▶ EXCERPT TO READ:
start
One day, a young boy came home from school with a note for his mother. He gave it to her with a smile, and said, “My teacher gave me this paper and told me to give it only to you.”
His mother read the letter quickly, and her eyes filled with tears as she then read the letter out loud to her son. “Your son is a genius. This school is too small for him and the teachers are not qualified to teach him. Please educate him yourself.”
His parents embraced this mission, teaching him and raising him to become one of the greatest thinkers of his time. He became a leading innovator, a Torah sage, and inspired an entire generation.
Years later, after his mother passed away, he was going through some old family documents. He noticed a folded paper in the corner of a drawer, and curiously opened it.
On the paper was written: “Your son is mentally incapable. The teachers do not want to teach him anymore. Please educate him yourself.”
He cried as he remembered his mother reading the letter to him, realizing the positive impact it had on his life. That night, he wrote in his diary: “I was a mentally incapable child, but because of my hero mother, I became the person I am today.”
This is the power of words. The words of his teachers could have destroyed him, the words of his mother supported, empowered, and enabled him.
Do you ever wonder what people really think about you? Whether they think you're brilliant, caring, and fun; or lazy, self-centered, and boring? The truth is, you'll never know; people only talk about you openly when you're not in the room. In these situations, don't you think it's possible that people might put you down, say negative things about you, or even make fun of you behind your back? After all, we have all been in the room when someone else was the subject of gossip. Gossiping is such a common occurrence, it seems to be an almost built-in practice of human nature. We all know people who can find something bad to say about anyone; they criticize anything and everything, anybody and everybody, words of negativity flow easily from their mouths. But even if we are not negative people, we still experience the desire to occasionally put other people down, to share negative stories about them behind their backs. Why do we feel this compulsion to speak negatively about others, to criticize and gossip about them?
In Parshas Tazria, we are introduced to tzara’as (affliction), which Chazal tell us is a punishment for speaking lashon hara (evil speech). What exactly is the nature of lashon hara? There is a common misconception that lashon hara refers only to sharing false information about another person. People claim that if something is true, however, there is nothing wrong with sharing it. You’ll therefore often hear people say: “but it’s true”, as if this is a good defense, exonerating themselves from any possible wrongdoing. However, this couldn't be further from the truth. There is a separate prohibition of lying. The Torah prohibition of lashon hara refers specifically to sharing true, negative information about someone. In order to understand the prohibition against lashon hara, we must clarify why we may not say something hurtful about another person, even if it is true.
end
▶ DIRECTION: In the passage on lashon hara, what does the Torah prohibition of lashon hara specifically refer to?

▶ EXCERPTED RECORDS:
start
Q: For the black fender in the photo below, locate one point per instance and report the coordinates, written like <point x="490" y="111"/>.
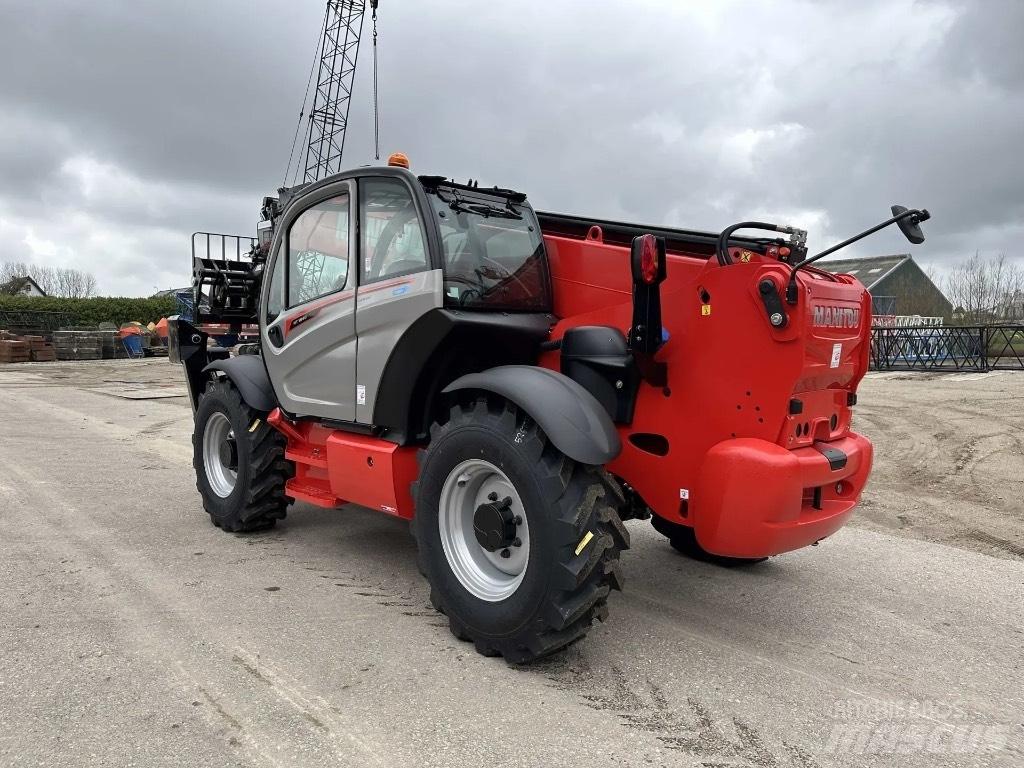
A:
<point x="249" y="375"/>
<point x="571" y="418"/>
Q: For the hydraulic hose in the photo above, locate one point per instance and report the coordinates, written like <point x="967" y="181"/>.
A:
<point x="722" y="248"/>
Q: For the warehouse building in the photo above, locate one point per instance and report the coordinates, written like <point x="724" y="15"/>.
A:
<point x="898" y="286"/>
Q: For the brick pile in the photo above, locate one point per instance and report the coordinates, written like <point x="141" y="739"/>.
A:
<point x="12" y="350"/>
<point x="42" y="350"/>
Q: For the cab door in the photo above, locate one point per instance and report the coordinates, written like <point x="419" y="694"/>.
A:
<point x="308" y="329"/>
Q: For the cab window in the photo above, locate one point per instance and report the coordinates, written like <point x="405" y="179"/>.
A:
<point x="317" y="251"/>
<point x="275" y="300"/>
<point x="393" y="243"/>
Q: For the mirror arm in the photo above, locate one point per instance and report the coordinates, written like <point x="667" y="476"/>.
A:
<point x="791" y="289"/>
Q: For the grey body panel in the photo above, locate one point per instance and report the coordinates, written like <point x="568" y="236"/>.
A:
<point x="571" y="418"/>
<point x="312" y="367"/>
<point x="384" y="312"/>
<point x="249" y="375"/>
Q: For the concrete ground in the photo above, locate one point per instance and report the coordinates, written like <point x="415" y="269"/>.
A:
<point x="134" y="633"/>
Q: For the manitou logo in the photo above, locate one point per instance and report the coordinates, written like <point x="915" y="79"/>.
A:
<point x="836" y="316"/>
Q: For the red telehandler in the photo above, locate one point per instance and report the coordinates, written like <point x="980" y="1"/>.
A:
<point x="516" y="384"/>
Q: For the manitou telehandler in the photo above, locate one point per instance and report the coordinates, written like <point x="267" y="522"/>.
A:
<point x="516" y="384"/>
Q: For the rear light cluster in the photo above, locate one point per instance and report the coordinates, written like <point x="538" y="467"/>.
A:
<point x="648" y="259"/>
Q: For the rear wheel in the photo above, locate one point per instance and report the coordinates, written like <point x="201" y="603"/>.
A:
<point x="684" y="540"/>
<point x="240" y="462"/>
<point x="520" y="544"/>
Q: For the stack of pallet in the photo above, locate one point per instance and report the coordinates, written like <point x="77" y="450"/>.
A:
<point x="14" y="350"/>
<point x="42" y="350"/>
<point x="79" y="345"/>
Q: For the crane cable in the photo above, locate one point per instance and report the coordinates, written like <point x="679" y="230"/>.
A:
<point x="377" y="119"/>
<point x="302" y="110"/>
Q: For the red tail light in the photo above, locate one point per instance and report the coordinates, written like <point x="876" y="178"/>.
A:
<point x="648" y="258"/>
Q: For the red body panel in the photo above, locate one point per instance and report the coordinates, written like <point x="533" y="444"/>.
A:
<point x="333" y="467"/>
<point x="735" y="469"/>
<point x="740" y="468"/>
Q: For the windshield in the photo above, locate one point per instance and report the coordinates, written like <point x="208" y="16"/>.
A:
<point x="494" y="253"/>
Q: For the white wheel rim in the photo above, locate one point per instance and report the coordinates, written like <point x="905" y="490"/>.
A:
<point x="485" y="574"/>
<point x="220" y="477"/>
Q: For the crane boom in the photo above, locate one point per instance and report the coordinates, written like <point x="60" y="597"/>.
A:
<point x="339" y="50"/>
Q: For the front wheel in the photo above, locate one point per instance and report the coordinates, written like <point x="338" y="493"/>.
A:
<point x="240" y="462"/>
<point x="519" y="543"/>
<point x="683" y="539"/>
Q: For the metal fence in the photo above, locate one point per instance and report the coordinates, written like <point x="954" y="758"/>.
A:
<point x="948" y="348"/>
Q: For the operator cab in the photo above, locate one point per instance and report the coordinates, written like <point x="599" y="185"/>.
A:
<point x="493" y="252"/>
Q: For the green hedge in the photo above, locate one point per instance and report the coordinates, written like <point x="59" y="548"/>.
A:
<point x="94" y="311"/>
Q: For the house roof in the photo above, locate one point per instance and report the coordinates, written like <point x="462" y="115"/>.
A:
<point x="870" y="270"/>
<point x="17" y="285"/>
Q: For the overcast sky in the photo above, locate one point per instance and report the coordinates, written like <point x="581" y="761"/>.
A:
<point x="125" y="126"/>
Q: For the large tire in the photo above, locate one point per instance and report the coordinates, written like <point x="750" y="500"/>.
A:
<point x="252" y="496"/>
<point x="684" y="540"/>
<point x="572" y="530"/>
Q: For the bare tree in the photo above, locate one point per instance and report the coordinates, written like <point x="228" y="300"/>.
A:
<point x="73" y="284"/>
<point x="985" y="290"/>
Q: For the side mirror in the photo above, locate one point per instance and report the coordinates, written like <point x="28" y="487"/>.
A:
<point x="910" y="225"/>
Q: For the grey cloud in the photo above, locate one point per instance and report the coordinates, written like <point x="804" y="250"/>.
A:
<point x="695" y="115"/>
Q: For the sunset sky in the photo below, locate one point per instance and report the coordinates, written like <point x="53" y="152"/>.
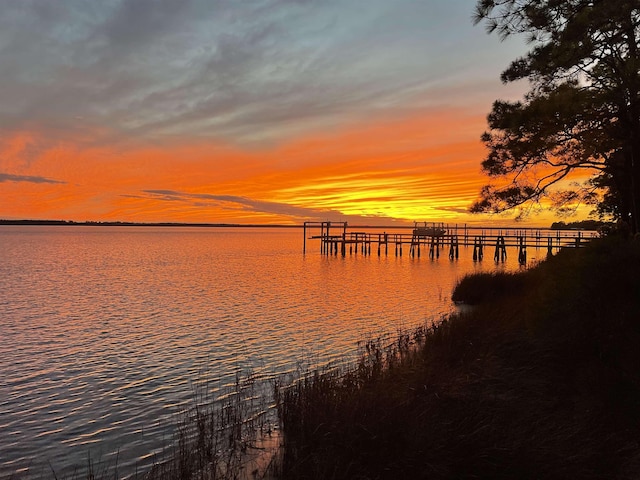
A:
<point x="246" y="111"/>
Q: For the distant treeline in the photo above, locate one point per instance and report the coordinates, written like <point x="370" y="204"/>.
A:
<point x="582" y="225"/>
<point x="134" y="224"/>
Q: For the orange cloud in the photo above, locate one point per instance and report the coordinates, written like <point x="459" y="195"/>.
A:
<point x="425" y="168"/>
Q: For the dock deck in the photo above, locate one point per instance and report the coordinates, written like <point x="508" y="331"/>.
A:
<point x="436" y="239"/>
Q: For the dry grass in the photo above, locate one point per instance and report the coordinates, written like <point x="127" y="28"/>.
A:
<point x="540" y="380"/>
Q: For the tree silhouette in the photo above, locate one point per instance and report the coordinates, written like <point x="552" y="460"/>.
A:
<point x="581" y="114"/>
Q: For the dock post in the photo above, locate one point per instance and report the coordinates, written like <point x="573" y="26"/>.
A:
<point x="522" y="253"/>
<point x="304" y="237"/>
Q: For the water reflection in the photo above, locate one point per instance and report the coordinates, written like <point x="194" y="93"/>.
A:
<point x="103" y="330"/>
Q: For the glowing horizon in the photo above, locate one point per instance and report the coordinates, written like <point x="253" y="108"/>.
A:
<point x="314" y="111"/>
end
start
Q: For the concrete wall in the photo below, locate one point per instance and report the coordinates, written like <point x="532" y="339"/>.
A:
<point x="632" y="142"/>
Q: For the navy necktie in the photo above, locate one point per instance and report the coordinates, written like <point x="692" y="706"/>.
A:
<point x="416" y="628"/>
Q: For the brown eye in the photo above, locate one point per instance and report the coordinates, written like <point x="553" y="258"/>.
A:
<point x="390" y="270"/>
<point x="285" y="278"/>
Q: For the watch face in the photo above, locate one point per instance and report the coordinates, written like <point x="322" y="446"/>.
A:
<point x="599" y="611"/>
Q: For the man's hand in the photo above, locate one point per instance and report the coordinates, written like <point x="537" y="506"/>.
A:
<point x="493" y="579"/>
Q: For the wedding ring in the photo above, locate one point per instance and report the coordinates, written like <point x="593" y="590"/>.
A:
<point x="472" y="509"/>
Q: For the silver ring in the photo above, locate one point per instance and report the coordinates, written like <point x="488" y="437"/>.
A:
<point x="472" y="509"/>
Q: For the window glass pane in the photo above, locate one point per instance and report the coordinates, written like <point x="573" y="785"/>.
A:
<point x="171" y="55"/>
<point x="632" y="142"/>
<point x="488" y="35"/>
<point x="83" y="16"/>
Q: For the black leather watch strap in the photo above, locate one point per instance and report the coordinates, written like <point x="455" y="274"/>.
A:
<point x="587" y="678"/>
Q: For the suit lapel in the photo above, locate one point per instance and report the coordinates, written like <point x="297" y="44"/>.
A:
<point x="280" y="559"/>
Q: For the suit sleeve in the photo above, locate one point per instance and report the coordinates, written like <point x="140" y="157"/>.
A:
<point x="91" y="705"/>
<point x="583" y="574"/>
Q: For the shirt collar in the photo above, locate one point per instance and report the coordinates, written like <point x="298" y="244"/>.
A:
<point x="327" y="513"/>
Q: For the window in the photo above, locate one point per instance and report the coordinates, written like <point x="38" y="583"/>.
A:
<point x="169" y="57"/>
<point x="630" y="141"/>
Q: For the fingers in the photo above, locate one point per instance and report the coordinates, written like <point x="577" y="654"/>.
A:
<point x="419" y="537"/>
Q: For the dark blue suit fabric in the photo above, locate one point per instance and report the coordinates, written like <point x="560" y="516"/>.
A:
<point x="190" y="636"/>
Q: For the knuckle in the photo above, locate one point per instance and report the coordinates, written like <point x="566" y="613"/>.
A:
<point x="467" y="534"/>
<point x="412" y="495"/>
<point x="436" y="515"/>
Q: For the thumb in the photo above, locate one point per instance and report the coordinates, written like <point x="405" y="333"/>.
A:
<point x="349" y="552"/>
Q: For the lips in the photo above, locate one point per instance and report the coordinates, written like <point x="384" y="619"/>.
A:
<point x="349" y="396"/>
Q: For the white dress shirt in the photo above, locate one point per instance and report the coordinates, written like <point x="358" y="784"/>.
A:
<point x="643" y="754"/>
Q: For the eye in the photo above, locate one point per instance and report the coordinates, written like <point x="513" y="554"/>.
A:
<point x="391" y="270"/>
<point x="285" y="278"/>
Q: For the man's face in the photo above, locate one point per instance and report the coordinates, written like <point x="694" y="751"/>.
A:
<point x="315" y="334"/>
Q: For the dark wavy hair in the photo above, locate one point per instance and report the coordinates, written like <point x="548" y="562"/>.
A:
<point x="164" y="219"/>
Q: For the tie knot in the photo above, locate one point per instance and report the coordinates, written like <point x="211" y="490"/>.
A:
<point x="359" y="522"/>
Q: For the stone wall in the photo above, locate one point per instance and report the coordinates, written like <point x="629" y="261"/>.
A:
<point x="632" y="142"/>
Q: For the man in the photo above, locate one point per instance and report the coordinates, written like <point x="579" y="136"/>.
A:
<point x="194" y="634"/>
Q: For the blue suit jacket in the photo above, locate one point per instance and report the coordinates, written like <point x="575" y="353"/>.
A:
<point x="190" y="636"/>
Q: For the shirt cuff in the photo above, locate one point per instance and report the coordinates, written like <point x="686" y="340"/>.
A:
end
▶ COMPLETED TASK: Sharing true, negative information about someone.